Excerpts from a location annotation dataset:
-----
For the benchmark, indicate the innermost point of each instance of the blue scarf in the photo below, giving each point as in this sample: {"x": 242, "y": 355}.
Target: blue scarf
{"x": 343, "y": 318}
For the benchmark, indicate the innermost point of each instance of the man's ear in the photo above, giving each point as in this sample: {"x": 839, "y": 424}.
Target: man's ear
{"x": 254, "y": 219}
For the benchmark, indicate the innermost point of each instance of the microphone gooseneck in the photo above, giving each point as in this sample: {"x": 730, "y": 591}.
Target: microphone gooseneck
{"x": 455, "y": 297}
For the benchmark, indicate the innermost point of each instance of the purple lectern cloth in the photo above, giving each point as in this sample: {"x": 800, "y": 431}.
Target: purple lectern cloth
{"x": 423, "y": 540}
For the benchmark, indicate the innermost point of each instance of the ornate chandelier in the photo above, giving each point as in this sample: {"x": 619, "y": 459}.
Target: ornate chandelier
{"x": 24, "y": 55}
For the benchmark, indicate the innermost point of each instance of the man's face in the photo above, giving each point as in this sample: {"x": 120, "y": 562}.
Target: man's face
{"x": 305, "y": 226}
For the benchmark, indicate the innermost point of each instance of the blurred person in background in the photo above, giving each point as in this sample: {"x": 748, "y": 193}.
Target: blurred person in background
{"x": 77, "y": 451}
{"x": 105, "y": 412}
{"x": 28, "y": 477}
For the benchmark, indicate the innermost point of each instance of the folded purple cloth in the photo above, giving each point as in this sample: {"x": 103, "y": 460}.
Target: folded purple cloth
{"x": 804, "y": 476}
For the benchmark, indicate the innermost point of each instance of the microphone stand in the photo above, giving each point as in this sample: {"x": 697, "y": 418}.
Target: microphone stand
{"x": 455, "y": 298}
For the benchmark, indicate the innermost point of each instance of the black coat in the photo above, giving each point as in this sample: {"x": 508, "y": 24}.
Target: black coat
-----
Retype every one of the lines above verbatim, leaving nothing out and altering nothing.

WRITTEN ANSWER
For the benchmark, indicate the innermost point of each instance of the blue scarf in the photo below, giving each point as in this sample: {"x": 242, "y": 355}.
Target: blue scarf
{"x": 343, "y": 318}
For the benchmark, indicate the innermost point of each instance of the man's ear in the photo above, giving each point as in this sample: {"x": 839, "y": 424}.
Target: man's ear
{"x": 254, "y": 219}
For the benchmark, indicate the innermost point of each instance of the microphone gooseneck in the photo above, giving each point as in this sample: {"x": 730, "y": 591}.
Target: microphone gooseneck
{"x": 455, "y": 297}
For the benchmark, indicate the innermost point of each instance of the purple lectern cloth in the photo above, giving each point as in this sample: {"x": 800, "y": 431}.
Target: purple lectern cloth
{"x": 423, "y": 540}
For the benchmark, indicate the innermost point of each instance of the ornate chandelier in the photo above, giving each point as in this sample: {"x": 619, "y": 459}.
Target: ornate chandelier
{"x": 24, "y": 55}
For the benchmark, indicate the innermost point of each instance of the man's face in the photo above, giving each point as in this sample: {"x": 120, "y": 562}.
Target: man's face
{"x": 305, "y": 226}
For the benchmark, indicate the innermost point of each instance of the blurred person in background in the photo above, giving each point as in this sample: {"x": 748, "y": 193}.
Target: blurred person in background
{"x": 77, "y": 451}
{"x": 105, "y": 412}
{"x": 28, "y": 477}
For the benchmark, indicate the innermost point of each instance of the folded purple cloth in the photo above, giving each point as in this sample: {"x": 103, "y": 460}.
Target: folded purple cloth
{"x": 804, "y": 476}
For the benchmark, indicate the innermost point of each instance of the microphone stand in the photo above, giving each point as in this sample: {"x": 697, "y": 418}.
Target: microphone stand
{"x": 455, "y": 298}
For the benchmark, indicate the innermost point of each instance of the black coat in the photo above, giving each point as in this sample: {"x": 508, "y": 24}.
Target: black coat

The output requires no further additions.